_What the task asks_
Reproduce the passage below on stock options in a Corporate Transaction word for word, from "Appropriate adjustments shall" to "remain the same.".

_Document segment_
D. Each option which is assumed in connection with a Corporate
Transaction shall be appropriately adjusted, immediately after such Corporate
Transaction, to apply to the number and class of securities which would have
been issuable to the Optionee in consummation of such Corporate Transaction, had
the option been exercised immediately prior to such Corporate Transaction.
Appropriate adjustments shall also be made to (i) the number and class of
securities available for issuance under the Plan following the consummation of
such Corporate Transaction and (ii) the exercise price payable per share under
each outstanding option, provided the aggregate exercise price payable for such
securities shall remain the same.
E. The Plan Administrator shall have the discretion, exercisable
either at the time the option is granted or at any time while the option remains
outstanding, to structure one or more options so that those options shall
automatically accelerate and vest in full (and any repurchase rights of the
Corporation with respect to the unvested shares subject to those options shall
immediately terminate) upon the occurrence of a Corporate Transaction, whether
or not those options are to be assumed in the Corporate Transaction.

_Excerpted data_
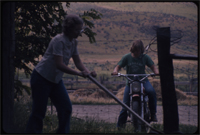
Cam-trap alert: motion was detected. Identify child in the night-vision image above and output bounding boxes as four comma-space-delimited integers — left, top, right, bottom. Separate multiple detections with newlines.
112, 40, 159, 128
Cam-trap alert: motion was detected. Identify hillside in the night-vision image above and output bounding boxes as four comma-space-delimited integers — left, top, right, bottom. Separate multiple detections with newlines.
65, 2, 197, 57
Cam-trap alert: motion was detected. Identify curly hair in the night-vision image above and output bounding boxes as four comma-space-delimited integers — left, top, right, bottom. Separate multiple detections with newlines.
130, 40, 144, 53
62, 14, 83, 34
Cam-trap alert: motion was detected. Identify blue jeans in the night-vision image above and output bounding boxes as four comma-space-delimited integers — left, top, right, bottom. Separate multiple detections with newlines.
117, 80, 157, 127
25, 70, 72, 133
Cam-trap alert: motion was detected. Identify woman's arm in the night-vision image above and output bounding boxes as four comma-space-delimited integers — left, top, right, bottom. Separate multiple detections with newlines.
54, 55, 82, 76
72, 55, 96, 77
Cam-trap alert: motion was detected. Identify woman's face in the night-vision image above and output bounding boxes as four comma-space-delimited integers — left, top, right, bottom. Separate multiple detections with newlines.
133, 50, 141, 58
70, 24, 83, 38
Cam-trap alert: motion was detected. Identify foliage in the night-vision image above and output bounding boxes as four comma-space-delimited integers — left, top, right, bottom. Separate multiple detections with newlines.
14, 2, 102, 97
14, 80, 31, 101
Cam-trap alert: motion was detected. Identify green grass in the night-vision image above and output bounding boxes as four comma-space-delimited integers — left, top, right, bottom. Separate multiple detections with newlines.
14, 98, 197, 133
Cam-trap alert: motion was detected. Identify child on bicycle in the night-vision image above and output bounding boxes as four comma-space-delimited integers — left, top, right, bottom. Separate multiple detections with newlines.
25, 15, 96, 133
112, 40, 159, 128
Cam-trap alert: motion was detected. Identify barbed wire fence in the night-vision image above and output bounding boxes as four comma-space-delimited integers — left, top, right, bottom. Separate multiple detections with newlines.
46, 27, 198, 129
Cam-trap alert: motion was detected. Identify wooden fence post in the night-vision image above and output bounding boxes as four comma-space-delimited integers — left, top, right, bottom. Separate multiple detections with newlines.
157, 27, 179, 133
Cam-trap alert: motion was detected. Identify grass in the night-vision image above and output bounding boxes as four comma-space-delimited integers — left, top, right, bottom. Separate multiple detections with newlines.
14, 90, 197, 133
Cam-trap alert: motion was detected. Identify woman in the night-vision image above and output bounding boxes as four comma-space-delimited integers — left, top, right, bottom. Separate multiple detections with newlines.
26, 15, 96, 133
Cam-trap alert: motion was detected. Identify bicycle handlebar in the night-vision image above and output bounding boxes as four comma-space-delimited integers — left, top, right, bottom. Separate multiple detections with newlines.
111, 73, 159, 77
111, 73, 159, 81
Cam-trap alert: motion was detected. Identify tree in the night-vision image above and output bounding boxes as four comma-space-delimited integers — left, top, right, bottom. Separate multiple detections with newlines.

---

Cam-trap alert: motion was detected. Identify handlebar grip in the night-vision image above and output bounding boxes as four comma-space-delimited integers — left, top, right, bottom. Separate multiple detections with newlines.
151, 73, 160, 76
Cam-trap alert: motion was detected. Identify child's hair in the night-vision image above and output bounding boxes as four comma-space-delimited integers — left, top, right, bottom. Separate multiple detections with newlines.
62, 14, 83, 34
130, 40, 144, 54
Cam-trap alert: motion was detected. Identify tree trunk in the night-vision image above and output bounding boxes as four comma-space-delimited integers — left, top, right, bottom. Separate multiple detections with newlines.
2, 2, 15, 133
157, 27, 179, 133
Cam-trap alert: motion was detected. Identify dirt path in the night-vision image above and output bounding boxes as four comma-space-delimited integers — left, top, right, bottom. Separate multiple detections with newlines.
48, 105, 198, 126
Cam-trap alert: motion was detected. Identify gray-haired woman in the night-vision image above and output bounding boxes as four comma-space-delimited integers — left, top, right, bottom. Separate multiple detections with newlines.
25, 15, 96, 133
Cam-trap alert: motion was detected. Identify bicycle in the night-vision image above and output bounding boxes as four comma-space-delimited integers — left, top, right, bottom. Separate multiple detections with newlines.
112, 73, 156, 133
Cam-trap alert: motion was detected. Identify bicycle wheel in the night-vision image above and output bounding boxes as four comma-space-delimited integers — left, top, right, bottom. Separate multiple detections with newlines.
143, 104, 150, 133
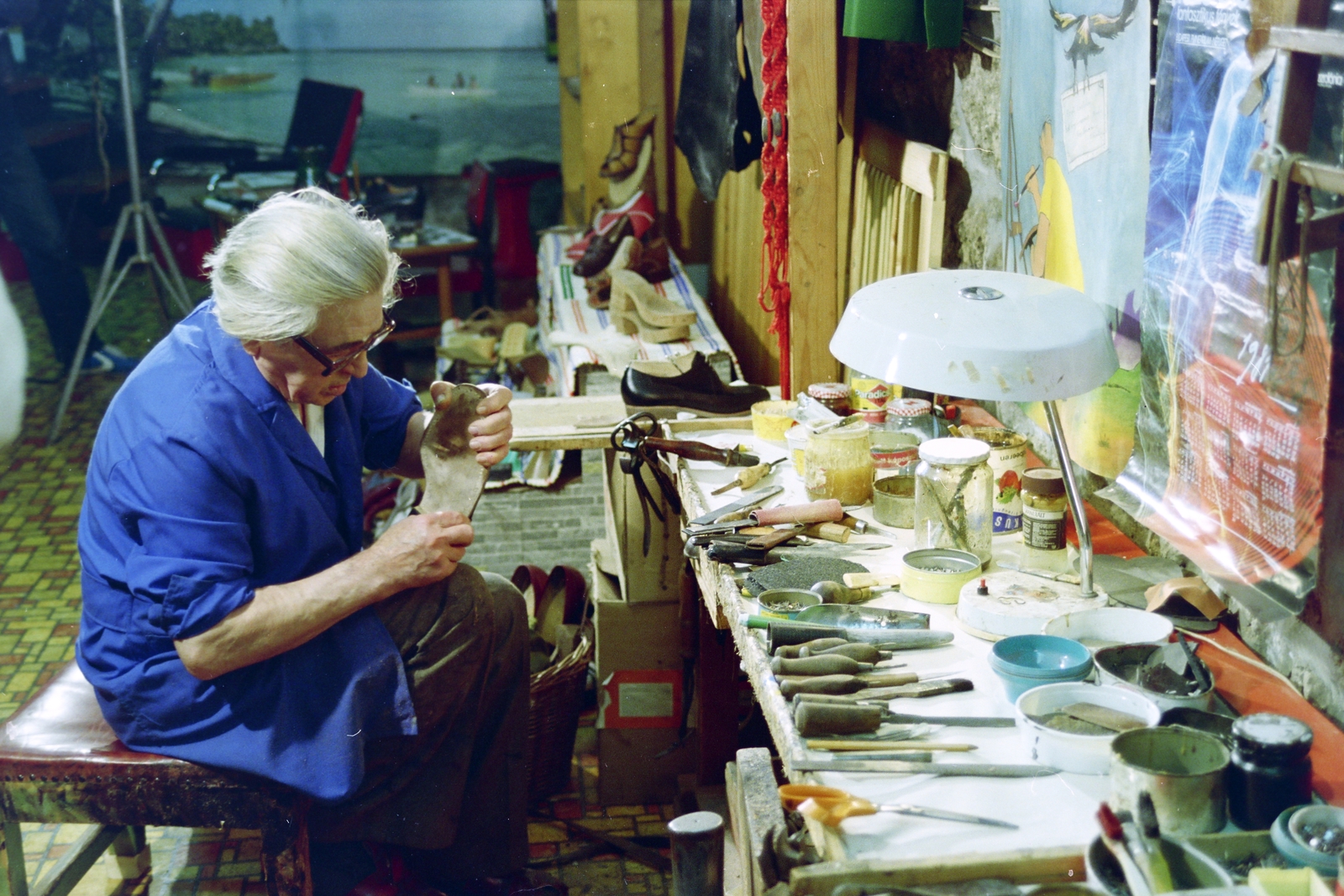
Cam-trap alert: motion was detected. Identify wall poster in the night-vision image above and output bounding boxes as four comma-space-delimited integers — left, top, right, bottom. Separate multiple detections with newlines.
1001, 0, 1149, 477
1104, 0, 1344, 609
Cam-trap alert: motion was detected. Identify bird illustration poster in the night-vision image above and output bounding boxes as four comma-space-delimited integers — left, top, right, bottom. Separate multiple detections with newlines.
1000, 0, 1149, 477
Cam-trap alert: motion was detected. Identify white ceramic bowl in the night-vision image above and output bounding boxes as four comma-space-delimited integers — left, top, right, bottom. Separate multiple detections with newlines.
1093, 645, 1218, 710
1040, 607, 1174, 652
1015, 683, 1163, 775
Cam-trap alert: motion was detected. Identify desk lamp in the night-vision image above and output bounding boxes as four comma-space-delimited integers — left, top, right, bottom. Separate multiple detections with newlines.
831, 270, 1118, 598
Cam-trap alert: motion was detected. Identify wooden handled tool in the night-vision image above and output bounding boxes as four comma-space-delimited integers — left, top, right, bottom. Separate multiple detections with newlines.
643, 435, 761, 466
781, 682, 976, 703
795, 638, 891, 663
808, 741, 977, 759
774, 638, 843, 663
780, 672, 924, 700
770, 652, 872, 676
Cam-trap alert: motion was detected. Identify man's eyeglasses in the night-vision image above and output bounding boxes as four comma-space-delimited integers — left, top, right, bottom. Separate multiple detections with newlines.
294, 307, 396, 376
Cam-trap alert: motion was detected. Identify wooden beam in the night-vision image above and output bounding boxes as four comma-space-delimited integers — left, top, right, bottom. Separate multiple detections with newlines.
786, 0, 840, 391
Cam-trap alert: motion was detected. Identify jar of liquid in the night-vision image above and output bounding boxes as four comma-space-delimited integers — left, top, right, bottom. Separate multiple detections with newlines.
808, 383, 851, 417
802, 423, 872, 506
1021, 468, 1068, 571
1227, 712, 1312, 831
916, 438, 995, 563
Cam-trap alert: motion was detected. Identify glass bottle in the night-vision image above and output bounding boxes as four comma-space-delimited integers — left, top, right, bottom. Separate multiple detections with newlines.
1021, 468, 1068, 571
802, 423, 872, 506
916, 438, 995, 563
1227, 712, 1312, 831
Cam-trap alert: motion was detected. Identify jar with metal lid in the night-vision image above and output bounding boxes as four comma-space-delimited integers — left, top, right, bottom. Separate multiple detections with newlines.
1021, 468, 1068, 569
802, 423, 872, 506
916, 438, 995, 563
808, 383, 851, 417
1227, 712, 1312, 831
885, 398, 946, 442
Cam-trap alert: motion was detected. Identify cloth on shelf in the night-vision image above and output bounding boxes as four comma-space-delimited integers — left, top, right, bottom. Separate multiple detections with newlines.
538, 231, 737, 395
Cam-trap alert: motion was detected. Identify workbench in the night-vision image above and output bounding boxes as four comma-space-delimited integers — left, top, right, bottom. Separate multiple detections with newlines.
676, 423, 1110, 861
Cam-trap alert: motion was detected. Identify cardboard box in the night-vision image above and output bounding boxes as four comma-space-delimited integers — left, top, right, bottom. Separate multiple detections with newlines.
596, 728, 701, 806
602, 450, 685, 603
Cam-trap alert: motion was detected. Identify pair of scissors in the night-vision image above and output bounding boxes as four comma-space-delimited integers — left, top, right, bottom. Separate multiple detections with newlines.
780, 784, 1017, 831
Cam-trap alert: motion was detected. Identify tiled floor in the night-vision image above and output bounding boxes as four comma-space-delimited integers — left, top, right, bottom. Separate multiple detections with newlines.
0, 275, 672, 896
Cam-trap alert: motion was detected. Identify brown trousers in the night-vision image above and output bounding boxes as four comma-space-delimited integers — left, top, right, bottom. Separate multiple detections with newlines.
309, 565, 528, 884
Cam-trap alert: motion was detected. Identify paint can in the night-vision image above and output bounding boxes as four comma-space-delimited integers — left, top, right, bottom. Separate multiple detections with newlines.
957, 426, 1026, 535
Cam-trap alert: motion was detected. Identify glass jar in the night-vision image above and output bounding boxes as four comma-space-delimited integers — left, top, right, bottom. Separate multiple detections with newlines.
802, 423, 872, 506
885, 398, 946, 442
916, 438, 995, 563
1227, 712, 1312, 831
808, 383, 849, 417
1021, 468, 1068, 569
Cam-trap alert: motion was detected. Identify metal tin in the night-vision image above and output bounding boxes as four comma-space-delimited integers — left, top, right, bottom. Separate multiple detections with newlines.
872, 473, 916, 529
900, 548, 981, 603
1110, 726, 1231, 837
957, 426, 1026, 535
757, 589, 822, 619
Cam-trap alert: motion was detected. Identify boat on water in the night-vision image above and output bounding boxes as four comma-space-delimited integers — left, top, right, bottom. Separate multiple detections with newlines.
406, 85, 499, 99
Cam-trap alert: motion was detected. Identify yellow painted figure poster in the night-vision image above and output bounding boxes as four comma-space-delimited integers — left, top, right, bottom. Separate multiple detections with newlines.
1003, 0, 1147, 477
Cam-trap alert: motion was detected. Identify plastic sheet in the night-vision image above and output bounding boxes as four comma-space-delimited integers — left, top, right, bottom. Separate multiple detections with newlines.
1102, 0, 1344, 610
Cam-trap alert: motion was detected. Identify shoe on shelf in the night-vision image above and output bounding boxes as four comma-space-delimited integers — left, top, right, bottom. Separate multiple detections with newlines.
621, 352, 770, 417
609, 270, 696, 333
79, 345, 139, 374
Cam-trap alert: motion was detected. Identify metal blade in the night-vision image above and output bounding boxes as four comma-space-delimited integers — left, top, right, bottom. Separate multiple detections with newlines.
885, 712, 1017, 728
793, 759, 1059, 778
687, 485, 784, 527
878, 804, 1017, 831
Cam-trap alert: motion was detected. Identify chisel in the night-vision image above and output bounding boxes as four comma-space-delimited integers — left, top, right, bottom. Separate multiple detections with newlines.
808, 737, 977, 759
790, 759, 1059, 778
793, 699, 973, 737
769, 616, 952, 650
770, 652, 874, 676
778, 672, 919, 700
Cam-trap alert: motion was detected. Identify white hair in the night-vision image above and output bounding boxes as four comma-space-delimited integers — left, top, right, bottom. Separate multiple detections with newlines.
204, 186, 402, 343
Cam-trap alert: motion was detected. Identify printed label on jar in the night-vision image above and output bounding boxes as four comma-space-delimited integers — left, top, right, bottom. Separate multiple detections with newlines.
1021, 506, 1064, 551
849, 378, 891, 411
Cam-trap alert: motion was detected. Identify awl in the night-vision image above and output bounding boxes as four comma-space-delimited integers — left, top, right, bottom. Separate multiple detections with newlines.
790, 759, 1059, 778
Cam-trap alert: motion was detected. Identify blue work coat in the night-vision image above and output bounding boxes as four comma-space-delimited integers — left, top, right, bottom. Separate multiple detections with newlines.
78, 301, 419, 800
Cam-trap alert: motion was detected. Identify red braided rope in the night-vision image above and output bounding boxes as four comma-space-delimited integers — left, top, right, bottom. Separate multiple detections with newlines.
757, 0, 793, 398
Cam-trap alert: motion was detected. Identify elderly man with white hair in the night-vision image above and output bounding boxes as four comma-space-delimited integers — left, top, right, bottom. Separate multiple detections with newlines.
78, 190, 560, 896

--

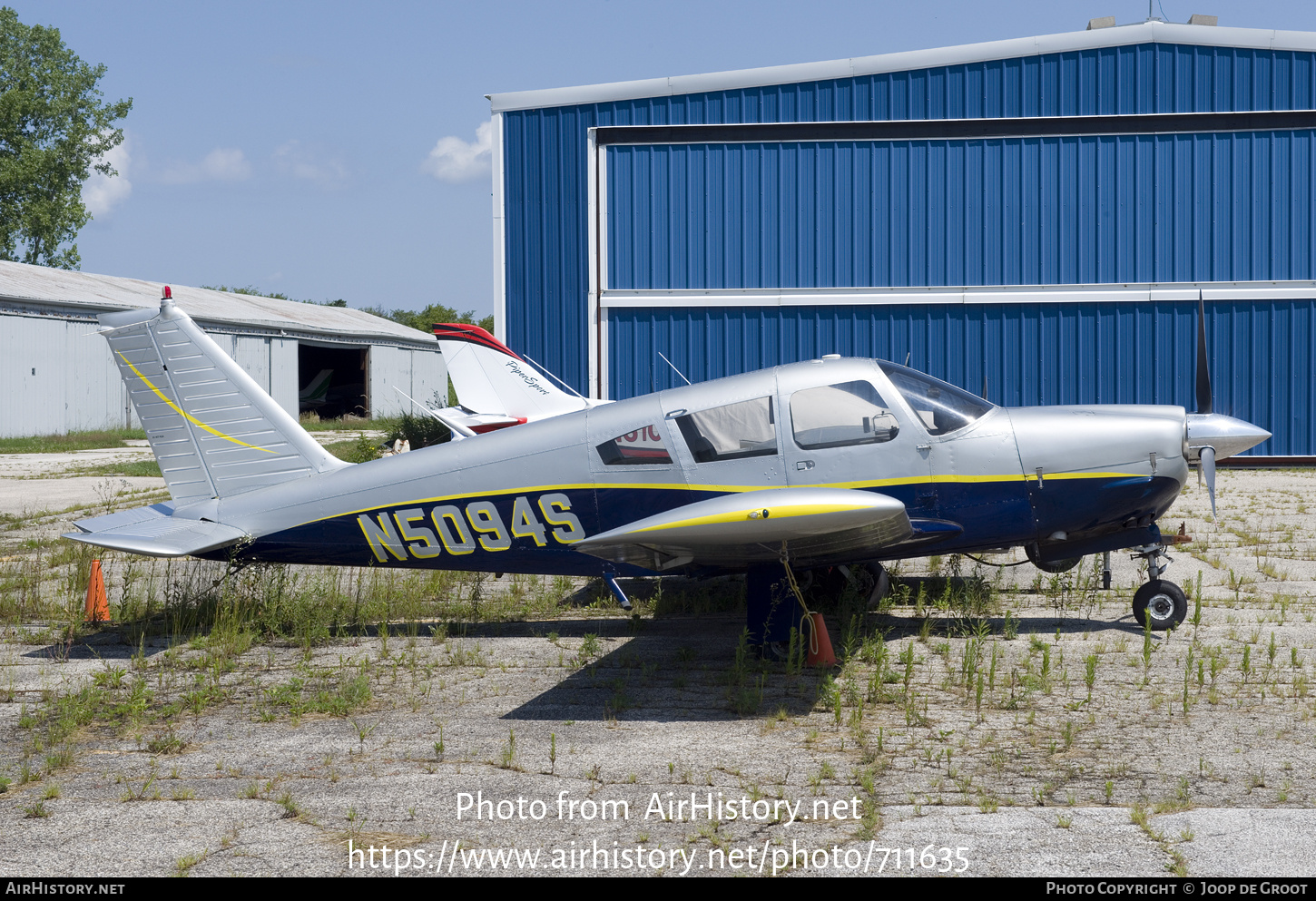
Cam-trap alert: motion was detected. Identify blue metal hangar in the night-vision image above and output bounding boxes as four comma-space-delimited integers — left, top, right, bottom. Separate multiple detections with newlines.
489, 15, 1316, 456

_Task result_
Appropriate adjustments shall also be made to (i) the number and class of
securities available for issuance under the Plan following the consummation of
such Corporate Transaction and (ii) the exercise price payable per share under
each outstanding option, provided the aggregate exercise price payable for such
securities shall remain the same.